→ WORK INSTRUCTION:
From the line that includes "Question. For every instance of the rough" to the last line of the records, inclusive, repeat each line exactly.

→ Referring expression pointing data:
= Beginning of Section =

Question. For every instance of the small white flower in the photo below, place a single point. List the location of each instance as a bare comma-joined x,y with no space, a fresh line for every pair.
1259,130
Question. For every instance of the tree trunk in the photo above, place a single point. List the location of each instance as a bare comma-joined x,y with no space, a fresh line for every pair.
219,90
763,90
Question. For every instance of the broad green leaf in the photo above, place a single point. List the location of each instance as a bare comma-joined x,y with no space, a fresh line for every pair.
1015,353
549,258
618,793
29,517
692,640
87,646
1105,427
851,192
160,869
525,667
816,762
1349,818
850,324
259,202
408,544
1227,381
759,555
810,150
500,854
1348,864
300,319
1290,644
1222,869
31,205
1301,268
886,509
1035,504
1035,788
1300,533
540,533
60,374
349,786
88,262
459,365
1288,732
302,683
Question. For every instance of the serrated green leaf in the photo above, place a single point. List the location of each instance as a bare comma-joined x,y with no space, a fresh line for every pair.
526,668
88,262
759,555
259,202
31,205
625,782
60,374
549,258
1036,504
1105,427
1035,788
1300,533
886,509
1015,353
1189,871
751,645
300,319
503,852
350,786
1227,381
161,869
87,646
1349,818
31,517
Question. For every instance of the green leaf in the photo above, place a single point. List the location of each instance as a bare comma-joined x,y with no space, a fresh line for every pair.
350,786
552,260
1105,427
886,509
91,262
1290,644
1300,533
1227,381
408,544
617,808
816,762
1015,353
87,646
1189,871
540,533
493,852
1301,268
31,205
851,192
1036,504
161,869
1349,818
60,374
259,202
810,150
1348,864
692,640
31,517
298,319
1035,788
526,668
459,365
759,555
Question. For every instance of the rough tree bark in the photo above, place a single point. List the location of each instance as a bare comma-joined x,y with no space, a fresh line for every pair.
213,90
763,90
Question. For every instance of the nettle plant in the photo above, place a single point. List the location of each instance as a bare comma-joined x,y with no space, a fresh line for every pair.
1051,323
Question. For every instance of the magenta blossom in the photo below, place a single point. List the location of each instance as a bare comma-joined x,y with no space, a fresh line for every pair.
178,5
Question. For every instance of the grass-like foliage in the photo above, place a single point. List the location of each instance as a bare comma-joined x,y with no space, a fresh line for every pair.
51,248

= End of Section =

→ ANSWER SECTION:
Question. For every instance of the rough tree bark in the photo above, place a single point. List the location of each instance as a bare comma-joined x,y with no space, a fresh line for every pair.
213,90
763,90
Question. For every instance of the nettle plant in the photo above, place a single point. List the location of each instance as a bare comma-joined x,y with no space, a fresh line for every pair.
1051,323
Question. For every instance of the magenta blossom in the photo below, place a single point. List the location of each instance as a bare comma-joined x,y with no space, a fresh line for every pair.
178,5
Question. For every instance of the grass-like foliage in the photo above, place a single point. List the location of each instance as a bare comma-joined x,y with no space, a fresh line for every pair.
51,248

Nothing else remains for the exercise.